_MATERIALS PROVIDED_:
* * * * * * *
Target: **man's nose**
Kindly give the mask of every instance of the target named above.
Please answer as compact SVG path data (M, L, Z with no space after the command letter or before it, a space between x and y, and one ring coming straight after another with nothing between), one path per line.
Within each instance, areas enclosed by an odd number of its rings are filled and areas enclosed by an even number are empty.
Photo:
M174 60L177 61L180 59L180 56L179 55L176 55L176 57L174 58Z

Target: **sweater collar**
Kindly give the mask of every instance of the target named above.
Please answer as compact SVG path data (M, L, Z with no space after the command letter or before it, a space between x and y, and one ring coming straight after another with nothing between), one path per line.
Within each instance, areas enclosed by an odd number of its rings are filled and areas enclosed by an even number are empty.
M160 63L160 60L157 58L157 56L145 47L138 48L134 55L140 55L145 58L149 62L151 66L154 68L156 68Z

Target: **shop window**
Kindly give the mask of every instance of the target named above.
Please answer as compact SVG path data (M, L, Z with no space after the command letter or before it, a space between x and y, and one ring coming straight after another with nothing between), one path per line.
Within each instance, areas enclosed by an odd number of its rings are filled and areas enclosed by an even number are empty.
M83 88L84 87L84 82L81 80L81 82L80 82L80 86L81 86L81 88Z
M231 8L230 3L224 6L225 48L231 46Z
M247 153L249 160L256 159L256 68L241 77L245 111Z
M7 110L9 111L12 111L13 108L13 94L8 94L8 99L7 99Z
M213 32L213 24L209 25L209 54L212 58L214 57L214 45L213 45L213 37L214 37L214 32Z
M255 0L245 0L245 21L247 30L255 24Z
* * * * * * *
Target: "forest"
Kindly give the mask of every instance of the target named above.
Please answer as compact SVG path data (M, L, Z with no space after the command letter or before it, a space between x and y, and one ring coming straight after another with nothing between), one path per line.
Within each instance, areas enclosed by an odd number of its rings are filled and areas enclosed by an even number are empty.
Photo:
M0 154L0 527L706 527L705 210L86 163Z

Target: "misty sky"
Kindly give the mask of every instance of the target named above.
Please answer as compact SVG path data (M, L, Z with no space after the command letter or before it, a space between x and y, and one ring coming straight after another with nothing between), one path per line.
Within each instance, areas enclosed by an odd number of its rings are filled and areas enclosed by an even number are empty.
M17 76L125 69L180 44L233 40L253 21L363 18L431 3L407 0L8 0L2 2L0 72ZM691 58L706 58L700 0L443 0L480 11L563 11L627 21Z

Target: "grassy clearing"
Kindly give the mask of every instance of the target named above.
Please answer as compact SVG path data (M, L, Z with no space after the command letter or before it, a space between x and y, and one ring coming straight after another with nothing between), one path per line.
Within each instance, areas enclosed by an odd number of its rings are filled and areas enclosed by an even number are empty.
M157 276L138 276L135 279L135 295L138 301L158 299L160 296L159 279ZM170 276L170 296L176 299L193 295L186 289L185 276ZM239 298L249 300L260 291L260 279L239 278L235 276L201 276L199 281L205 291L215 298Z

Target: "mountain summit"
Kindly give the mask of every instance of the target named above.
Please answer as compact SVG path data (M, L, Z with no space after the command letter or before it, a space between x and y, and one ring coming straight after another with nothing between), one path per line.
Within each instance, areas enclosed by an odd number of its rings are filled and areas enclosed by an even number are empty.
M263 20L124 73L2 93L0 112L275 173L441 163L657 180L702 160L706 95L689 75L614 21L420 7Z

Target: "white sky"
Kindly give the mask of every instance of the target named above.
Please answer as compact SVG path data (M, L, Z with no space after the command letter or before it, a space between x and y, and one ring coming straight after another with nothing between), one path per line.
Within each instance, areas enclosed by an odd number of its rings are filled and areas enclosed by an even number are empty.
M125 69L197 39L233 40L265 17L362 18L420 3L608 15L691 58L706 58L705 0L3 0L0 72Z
* * * * * * *
_EXERCISE BRIEF_: Duplicate the rows above, starting with the line that contains "Target: **man's nose**" and going on through the line that contains "M174 60L177 61L180", both included.

_THE RESPONSE_:
Target: **man's nose**
Kindly give the mask of every instance of the target named above.
Please answer as compact SVG path data (M, L, Z with no space after the command letter or before it, a space between x and y, and one ring coming straight after another with nothing between), one path per line.
Within each instance, areas enclosed by an odd number of its rings are filled and areas enclosed by an even number are empty.
Photo:
M174 60L177 61L180 59L180 56L179 55L176 55L176 57L174 58Z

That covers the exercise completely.